→ **PROVIDED ENTRIES**:
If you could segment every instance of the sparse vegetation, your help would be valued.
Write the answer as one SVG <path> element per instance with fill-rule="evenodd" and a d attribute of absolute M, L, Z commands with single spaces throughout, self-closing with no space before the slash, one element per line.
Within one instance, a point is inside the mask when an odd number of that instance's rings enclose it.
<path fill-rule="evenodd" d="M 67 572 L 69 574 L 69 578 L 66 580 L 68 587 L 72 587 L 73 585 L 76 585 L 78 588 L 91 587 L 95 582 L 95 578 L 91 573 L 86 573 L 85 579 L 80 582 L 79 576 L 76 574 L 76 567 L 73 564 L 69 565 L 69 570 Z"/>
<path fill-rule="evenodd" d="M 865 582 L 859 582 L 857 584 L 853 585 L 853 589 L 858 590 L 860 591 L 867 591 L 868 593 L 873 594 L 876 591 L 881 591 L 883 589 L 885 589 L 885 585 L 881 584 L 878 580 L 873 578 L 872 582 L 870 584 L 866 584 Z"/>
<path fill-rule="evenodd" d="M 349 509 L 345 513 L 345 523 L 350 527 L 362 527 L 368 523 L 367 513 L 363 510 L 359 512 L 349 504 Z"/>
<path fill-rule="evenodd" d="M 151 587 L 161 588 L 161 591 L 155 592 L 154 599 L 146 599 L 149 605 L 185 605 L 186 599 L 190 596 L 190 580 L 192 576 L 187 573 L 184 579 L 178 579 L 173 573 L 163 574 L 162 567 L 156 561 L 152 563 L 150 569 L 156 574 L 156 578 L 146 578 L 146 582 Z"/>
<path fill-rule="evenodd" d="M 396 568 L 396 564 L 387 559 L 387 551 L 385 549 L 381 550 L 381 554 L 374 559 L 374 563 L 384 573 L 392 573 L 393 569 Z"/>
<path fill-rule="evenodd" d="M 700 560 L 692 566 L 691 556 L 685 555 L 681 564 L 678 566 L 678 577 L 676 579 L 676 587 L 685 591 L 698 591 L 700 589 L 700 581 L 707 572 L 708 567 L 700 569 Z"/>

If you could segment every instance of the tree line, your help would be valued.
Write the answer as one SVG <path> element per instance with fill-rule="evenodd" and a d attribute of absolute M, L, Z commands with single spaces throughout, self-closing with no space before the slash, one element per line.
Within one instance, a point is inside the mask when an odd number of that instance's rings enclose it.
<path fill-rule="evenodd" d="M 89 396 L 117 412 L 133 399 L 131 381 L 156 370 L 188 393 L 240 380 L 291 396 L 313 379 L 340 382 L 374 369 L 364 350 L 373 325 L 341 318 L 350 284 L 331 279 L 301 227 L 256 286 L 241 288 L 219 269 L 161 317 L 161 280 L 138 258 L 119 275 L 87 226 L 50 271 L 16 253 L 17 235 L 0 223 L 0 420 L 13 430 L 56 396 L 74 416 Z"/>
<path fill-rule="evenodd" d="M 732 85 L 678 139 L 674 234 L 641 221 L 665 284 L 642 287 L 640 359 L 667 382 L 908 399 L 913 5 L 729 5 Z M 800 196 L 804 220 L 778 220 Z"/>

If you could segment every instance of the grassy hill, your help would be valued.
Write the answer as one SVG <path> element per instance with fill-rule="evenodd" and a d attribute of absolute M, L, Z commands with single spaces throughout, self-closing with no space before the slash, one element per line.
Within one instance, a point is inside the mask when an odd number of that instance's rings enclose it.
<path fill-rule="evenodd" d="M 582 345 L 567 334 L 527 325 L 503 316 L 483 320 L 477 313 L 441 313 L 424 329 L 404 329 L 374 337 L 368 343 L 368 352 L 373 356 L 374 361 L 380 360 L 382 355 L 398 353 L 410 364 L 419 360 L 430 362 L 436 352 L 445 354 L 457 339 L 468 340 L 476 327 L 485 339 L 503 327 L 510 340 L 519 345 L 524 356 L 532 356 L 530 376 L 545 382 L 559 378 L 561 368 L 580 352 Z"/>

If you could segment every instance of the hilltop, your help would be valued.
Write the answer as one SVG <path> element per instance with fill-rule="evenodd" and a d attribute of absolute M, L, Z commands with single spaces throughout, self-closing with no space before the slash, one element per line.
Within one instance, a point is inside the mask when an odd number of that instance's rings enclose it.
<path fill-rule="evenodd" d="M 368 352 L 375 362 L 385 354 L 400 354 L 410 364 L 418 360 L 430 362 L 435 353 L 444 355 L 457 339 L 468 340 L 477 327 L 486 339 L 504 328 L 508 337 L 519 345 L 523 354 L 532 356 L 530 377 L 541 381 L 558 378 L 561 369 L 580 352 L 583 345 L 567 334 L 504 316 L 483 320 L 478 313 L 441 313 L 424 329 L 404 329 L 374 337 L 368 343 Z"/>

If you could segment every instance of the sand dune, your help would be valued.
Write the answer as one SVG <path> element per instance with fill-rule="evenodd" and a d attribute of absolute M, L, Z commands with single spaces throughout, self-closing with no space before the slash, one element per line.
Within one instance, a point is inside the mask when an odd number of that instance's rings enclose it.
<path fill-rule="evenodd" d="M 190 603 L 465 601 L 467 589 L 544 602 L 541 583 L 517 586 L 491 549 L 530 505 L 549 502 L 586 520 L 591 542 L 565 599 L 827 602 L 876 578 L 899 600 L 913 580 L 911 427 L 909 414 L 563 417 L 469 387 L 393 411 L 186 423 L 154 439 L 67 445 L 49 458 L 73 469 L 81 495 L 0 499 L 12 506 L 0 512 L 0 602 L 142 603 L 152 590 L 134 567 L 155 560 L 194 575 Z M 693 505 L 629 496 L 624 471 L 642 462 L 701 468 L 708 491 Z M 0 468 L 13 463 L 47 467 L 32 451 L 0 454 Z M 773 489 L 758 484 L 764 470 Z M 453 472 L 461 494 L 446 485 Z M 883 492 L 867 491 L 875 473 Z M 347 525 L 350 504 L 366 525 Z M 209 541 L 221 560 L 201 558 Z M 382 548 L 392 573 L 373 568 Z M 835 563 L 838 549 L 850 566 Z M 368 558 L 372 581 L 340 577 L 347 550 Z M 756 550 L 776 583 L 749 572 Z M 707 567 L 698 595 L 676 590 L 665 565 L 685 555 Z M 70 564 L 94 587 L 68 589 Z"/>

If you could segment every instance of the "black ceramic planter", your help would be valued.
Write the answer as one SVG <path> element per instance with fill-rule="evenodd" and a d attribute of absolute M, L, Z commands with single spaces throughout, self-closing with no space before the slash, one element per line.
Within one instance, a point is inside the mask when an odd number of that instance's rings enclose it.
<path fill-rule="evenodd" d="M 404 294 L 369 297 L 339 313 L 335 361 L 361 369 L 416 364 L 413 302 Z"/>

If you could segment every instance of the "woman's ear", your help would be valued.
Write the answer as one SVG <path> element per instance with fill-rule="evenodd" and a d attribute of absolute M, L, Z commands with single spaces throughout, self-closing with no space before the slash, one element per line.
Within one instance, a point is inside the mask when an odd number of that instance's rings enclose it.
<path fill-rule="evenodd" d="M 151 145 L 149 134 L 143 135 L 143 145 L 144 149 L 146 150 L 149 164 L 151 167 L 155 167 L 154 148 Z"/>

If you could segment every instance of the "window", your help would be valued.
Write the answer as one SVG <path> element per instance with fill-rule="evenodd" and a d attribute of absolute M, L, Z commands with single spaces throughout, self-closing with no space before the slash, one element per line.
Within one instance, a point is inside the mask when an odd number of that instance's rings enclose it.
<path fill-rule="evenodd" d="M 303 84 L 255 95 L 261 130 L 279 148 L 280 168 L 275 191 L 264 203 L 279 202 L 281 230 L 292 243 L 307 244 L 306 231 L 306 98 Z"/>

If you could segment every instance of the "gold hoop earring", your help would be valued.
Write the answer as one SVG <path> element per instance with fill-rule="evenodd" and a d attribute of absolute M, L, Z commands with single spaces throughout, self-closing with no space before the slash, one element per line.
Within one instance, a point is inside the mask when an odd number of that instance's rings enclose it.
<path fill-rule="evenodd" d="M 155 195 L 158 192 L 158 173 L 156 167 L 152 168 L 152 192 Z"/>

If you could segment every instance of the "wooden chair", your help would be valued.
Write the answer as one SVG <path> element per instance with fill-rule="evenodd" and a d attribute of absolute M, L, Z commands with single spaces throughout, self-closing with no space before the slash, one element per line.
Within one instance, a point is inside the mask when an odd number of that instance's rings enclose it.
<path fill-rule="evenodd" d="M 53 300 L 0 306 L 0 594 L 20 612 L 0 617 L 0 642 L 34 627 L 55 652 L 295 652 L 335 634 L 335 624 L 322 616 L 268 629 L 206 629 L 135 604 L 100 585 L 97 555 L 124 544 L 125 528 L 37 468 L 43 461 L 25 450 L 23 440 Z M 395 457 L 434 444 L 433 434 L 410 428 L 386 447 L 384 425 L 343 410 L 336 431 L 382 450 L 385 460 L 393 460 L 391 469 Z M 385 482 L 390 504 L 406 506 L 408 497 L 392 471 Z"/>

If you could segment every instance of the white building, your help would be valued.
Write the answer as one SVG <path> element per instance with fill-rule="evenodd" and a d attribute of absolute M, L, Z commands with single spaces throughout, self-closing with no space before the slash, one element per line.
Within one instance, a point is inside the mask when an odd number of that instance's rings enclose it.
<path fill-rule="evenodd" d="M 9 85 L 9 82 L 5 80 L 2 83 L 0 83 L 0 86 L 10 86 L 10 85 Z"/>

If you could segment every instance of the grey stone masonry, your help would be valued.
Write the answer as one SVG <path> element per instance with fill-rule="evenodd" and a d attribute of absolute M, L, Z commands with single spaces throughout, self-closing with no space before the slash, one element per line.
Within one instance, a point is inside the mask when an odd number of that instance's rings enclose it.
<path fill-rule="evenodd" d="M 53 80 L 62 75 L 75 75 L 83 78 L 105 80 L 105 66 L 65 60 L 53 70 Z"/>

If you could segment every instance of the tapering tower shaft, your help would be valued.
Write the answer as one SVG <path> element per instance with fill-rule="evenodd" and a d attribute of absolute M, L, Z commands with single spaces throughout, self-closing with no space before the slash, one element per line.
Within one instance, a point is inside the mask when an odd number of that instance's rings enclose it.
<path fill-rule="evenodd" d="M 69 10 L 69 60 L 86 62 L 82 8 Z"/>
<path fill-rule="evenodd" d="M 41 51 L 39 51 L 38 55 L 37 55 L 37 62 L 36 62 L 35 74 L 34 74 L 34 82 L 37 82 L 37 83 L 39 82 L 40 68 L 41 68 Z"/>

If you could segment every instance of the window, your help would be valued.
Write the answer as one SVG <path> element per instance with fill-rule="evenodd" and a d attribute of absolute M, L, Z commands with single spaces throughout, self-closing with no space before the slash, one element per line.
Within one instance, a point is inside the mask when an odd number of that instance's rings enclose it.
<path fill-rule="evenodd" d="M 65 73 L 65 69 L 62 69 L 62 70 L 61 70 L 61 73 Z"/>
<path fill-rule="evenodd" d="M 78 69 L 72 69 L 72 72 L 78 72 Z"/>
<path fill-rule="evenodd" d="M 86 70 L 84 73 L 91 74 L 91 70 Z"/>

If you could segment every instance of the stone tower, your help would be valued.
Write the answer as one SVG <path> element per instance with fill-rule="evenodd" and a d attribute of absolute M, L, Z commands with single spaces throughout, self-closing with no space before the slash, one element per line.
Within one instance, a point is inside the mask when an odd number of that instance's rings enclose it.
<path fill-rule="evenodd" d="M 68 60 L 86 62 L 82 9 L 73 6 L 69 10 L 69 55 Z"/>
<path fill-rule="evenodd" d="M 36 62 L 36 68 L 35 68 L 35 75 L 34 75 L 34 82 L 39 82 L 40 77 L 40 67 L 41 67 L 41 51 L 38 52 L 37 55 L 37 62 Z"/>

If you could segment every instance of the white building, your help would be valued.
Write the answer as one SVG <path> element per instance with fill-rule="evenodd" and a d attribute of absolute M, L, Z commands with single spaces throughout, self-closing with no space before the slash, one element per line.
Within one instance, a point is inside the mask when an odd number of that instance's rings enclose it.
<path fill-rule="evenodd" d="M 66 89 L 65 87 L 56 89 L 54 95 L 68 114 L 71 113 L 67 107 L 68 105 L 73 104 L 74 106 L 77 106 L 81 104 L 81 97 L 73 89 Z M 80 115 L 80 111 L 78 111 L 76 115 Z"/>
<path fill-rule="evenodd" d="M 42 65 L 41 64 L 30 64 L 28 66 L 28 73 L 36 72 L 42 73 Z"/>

→ **GIVEN INSTRUCTION**:
Collect every line in the records above that contains the word "window".

→ **SOLUTION TO THIS TASK**:
If you could segment every instance of the "window", your help would be valued.
If you could segment every instance of the window, your help would be valued.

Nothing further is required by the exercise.